Could you format the rows below as a Markdown table with two columns, Index and Line, giving each line its own number and leaving out blank lines?

↓↓↓

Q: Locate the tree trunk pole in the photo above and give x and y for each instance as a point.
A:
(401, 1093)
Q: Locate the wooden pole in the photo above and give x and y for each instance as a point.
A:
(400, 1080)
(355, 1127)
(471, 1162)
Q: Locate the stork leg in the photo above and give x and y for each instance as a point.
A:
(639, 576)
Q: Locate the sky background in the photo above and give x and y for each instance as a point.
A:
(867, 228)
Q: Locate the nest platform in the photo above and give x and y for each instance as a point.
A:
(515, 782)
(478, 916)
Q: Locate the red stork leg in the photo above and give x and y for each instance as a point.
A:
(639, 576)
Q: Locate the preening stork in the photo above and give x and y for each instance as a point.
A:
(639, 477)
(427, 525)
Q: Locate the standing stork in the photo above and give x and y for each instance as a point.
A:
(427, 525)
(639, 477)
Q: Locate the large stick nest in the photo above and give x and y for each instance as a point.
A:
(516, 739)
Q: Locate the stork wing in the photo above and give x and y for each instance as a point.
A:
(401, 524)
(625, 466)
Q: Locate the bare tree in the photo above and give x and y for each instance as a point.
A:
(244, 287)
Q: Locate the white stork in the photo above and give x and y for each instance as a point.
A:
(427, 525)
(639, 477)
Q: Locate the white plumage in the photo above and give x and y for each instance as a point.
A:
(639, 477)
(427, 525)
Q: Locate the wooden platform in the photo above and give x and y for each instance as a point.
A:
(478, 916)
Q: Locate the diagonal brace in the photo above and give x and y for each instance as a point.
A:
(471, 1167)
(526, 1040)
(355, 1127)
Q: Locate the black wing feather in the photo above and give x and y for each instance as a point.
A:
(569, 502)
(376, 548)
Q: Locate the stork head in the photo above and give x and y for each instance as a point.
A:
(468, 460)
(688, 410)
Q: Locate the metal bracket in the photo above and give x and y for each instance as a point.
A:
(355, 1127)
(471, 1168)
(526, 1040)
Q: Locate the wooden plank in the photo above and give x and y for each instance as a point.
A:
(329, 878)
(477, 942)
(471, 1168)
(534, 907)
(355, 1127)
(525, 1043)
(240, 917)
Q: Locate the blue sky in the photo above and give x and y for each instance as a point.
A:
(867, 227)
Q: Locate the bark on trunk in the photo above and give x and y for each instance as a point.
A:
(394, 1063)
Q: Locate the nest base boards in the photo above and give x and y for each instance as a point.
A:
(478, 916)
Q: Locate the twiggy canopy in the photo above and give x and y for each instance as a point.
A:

↑↑↑

**EXERCISE RESULT**.
| Index | Line |
|---|---|
| 1 | Q: Locate the tree trunk pole in the photo above and give x and y for each instance as a point. |
| 2 | A: |
| 3 | (401, 1093) |
| 4 | Q: Locate the wooden pole in the photo above and give x and y for each instance as a point. |
| 5 | A: |
| 6 | (400, 1080) |
| 7 | (355, 1127) |
| 8 | (471, 1162) |
| 9 | Q: Locate the stork leg in the photo above and give x and y for each instance as a point. |
| 10 | A: |
| 11 | (639, 576) |
| 12 | Q: Locate the sky background in the photo above and give x and y for each instance as a point. |
| 13 | A: |
| 14 | (867, 228) |
| 15 | Q: Locate the nest platform in the photo above and give x and y for each instance as a point. |
| 16 | A: |
| 17 | (515, 782) |
| 18 | (478, 916) |
| 19 | Q: Locate the red stork leg in the photo above and give x and y for each instance as a point. |
| 20 | A: |
| 21 | (639, 576) |
| 22 | Q: Locate the preening stork in the photo above and give x and y for each instance as a point. |
| 23 | A: |
| 24 | (639, 477) |
| 25 | (427, 525) |
| 26 | Q: Locate the standing stork in the photo above and give x and y for each instance as a point. |
| 27 | A: |
| 28 | (427, 525) |
| 29 | (639, 477) |
| 30 | Q: Locate the large stick nest in the photo above and give x and y for each instance as a point. |
| 31 | A: |
| 32 | (516, 739) |
| 33 | Q: Locate the stork wing in the photo above and give x and y for each instance as a point. |
| 34 | A: |
| 35 | (401, 524) |
| 36 | (625, 466) |
| 37 | Q: Locate the bare tree in the photo above and give x and y for each instance as a point. |
| 38 | A: |
| 39 | (244, 287) |
| 40 | Q: Locate the white stork in the photo above and give x and y for each instance as a point. |
| 41 | A: |
| 42 | (427, 525) |
| 43 | (639, 477) |
| 44 | Q: Locate the white plumage in the photo above and give x and y for each instance as a point. |
| 45 | A: |
| 46 | (639, 477) |
| 47 | (427, 525) |
| 48 | Q: Locate the wooden platform in the photo above and give x and y for each instance as a point. |
| 49 | A: |
| 50 | (478, 916) |
| 51 | Q: Locate the diagonal brace in the photo above and give x and y for each instance as a point. |
| 52 | A: |
| 53 | (471, 1167) |
| 54 | (526, 1040) |
| 55 | (355, 1127) |
| 56 | Q: Locate the black wing feather in the photo above and give x and y for each instance as a point. |
| 57 | A: |
| 58 | (569, 502) |
| 59 | (376, 548) |
| 60 | Q: Locate the stork head in the photo above and give x and y for each instance as a point. |
| 61 | A: |
| 62 | (468, 460) |
| 63 | (688, 410) |
| 64 | Q: Locate the metal bracket in the photo above and give x and y for each instance as a point. |
| 65 | A: |
| 66 | (355, 1127) |
| 67 | (471, 1168) |
| 68 | (526, 1040) |
| 69 | Q: Locate the wooden plank in the photo above and give x and y for each instance as a point. |
| 70 | A: |
| 71 | (329, 878) |
| 72 | (477, 942) |
| 73 | (471, 1168) |
| 74 | (534, 907) |
| 75 | (355, 1127) |
| 76 | (525, 1043) |
| 77 | (240, 917) |
| 78 | Q: Locate the blue sky in the photo above and give x and y for each instance as a point. |
| 79 | A: |
| 80 | (867, 227) |
| 81 | Q: Locate the bark on trunk in the photo above and give x and y for each instance as a point. |
| 82 | A: |
| 83 | (394, 1063) |
| 84 | Q: Locate the nest base boards in the photo above and give x and y for each instance as a point. |
| 85 | A: |
| 86 | (478, 916) |
| 87 | Q: Locate the twiggy canopy in the photo above and give x and y for each instance as a point. |
| 88 | A: |